Source document —
□ □ □ □ □ □ □
Mencoder has many more options, so you have more control, but I guess the learning curve is steeper.  On the upside mencoder lets you save "profiles" so after spending hours of tweaking the settings to just how you like them, you can save them in one or more profiles.


----------



## roddierod (Aug 16, 2009)

gr1ml0ck said:
			
		

> Many thanks.. I see that there are a great many formats supported by ffmpeg using this command!
> 
> I am very new to this command line encoding as I have previously been a lazy button pusher (gui user) on other os's.
> 
> I didn't think ffmpeg was as versatile as it indeed is.. cant wait to see some results.



avidemux2 - GUI front end for ffmpeg and others. I use it to convert avi/divx file to the DX50 subformat to play on my Divx DVD player.


----------



## avilla@ (Aug 16, 2009)

it's a bit oversized for your needs, but multimedia/kdenlive has a lot of useful encoding profiles (some for mobile media players). perhaps you could just install multimedia/mlt (the framework behind kdenlive, which doesn't require kde and friends) and use it with the profiles from kdenlive (`# cd /usr/ports/multimedia/kdenlive && make extract`, then copy them), or, easier, copy the options in the profiles from kdenlive and use them with multimedia/ffmpeg (they are, more or less, ffmpeg options)


----------



## roddierod (Aug 16, 2009)

There is also arista, which is the Gnome version kdenlive. It has presets for PSP and such.


----------



## gr1ml0ck (Aug 16, 2009)

Cheers guys.. now I have more options than I can shake a stick at.  I would like to discover as to why the command line options I'm using for ffmpeg wont work for me.. as I do like to SOLVE an issue.... however..
□ □ □ □ □ □ □
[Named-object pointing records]
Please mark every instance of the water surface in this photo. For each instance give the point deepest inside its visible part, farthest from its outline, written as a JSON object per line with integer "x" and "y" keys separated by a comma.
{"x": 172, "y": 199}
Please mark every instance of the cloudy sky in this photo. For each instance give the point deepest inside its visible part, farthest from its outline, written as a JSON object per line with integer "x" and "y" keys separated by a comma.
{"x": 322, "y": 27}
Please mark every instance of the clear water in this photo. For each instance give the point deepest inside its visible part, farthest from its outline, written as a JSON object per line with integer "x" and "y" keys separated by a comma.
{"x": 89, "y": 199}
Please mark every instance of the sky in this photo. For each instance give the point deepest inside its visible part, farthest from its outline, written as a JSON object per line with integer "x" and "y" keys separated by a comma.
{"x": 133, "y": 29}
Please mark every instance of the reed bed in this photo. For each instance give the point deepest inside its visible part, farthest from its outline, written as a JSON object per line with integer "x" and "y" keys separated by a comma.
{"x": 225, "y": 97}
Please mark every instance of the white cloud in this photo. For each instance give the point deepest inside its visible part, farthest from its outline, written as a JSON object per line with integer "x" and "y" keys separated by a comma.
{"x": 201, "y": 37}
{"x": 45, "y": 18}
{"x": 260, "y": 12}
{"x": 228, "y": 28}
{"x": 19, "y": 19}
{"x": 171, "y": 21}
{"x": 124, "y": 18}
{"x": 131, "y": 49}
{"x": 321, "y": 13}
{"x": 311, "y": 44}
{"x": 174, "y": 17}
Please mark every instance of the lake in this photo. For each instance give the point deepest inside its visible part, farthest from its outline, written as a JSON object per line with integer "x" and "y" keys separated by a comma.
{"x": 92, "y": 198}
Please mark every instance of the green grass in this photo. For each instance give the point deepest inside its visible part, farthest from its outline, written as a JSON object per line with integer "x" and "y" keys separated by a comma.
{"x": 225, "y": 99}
□ □ □ □ □ □ □
Aim — Which ports does the video encoding thread name in the form "multimedia/..."? List each port once.

Solution to this exercise — multimedia/kdenlive, multimedia/mlt, multimedia/ffmpeg